begin Source passage
Hybride replacemment strategy worse than always-replace

hgm · Post by **hgm** » Sun Apr 28, 2024 10:51 am

You seem to have the strange notion that I should do the testing to validate your engine. But my critcicsm concerns the testing methodology, and your engine only features in this as an example, which you yourself claim to be representative for development of 'modern engines'. For the benefit of the reader I illustrate the reasons for my concern by examples, using numbers that are typical, where you did not provide actual numbers. If you would really know "what goes on under the hood", you would be able to correct those to numbers that apply to your engine from the top of your head; it beats me how anyone could need two hours for determining how many entries there typically are in the 'current generation' of TT entries.

But let us take a step back rather that losing ourselves in nitpicking over details:

Fact: the shape of your search tree of your engine is completely different when you have no hash hits (i.e. no TT) from what it is when you have a number of hash hits that is as good as you can ever expect (TT much larger than the search tree and an advanced replacement scheme). In the former case you report ~4 times fewer nodes for the same nominal depth (which typically is used to indicate the length of the PV in the full-width part of the search).

Fact: By your own reporting, you only ever tested under conditions where the TT is much larger than the search tree.

Fact: it is well known that tree shaping through reductions and pruning can have a dramatic effect on playing strength.

Fact: it would require insanely large amounts of memory (i.e. orders of magnitude more than you would ever need for any other application) to have the same ratio of tree size to hash size as is used by the rating testers when using the engine for analysis. (e.g. 8MB at 0.2 sec/move would correspond to 144GB for a 1 hour analysis).
end Source passage
begin Information given
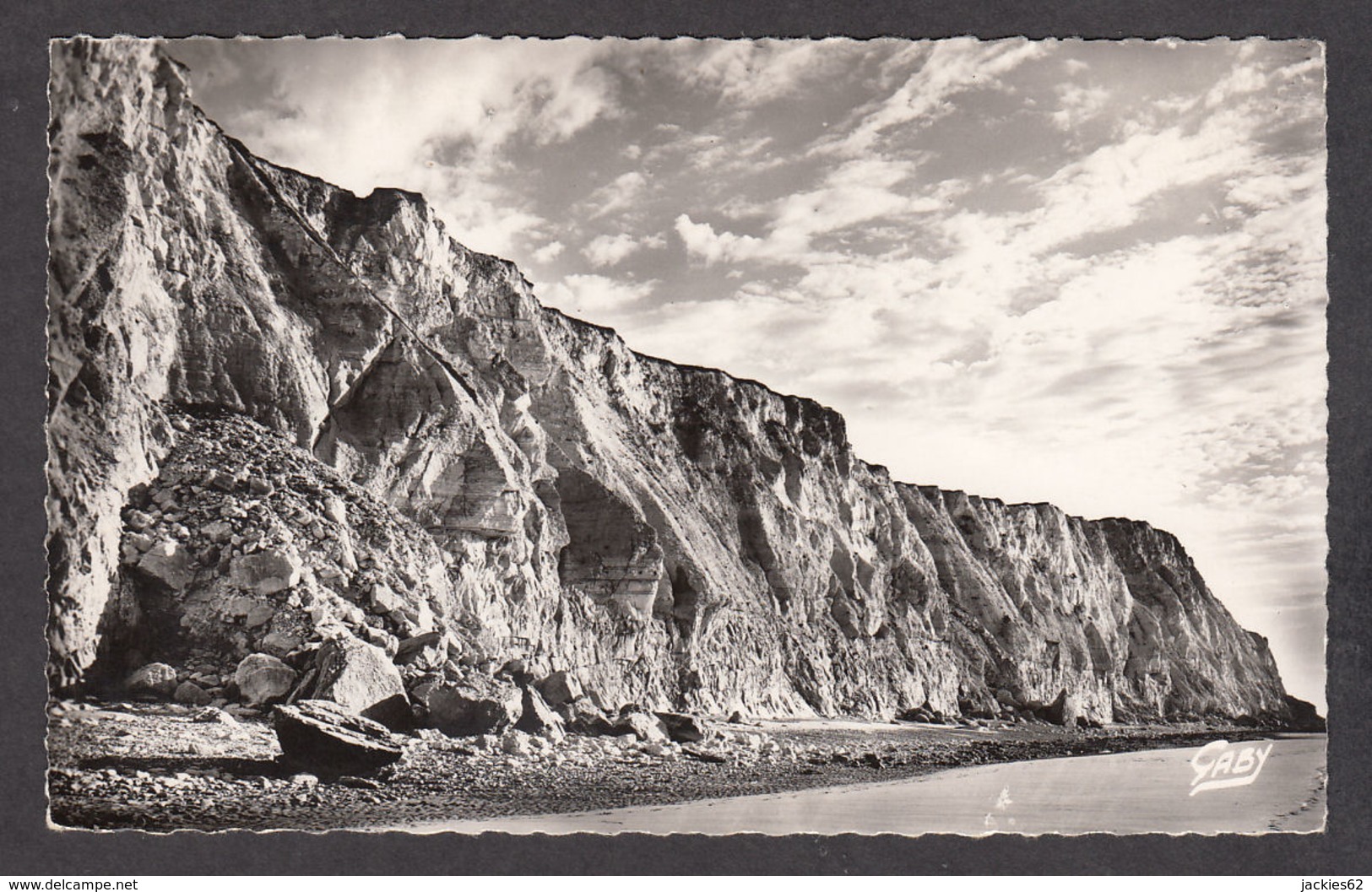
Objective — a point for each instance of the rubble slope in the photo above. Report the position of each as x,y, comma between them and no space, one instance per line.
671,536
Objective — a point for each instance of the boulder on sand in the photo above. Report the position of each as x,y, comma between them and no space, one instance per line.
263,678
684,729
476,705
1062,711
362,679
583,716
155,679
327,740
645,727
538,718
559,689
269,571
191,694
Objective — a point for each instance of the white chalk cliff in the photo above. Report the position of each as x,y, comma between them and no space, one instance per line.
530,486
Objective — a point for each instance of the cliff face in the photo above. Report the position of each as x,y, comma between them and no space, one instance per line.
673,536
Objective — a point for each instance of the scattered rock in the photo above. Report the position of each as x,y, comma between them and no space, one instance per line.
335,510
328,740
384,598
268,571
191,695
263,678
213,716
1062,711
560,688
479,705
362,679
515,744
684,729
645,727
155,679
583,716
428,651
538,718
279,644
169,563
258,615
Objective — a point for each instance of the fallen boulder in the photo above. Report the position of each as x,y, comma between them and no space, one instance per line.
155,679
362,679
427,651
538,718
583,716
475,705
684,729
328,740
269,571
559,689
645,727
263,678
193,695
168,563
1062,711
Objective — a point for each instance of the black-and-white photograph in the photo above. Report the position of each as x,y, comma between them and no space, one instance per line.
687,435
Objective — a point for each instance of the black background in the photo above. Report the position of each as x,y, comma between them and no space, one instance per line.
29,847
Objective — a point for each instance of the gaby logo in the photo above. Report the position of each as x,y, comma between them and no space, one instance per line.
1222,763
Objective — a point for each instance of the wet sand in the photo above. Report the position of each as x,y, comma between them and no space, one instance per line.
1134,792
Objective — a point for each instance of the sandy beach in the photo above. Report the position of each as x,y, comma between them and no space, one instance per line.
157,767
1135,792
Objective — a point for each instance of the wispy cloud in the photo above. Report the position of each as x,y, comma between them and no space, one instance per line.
end Information given
- _Actions to take_:
(1) In the forum post, how much memory does a 1 hour analysis correspond to when compared with 8MB at 0.2 sec/move?
(2) Set down the part of the forum post that begins with the words "hgm · Post by" and ends with "of TT entries.", word for word.

- _Written answers_:
(1) 144GB.

(2)
hgm · Post by **hgm** » Sun Apr 28, 2024 10:51 am

You seem to have the strange notion that I should do the testing to validate your engine. But my critcicsm concerns the testing methodology, and your engine only features in this as an example, which you yourself claim to be representative for development of 'modern engines'. For the benefit of the reader I illustrate the reasons for my concern by examples, using numbers that are typical, where you did not provide actual numbers. If you would really know "what goes on under the hood", you would be able to correct those to numbers that apply to your engine from the top of your head; it beats me how anyone could need two hours for determining how many entries there typically are in the 'current generation' of TT entries.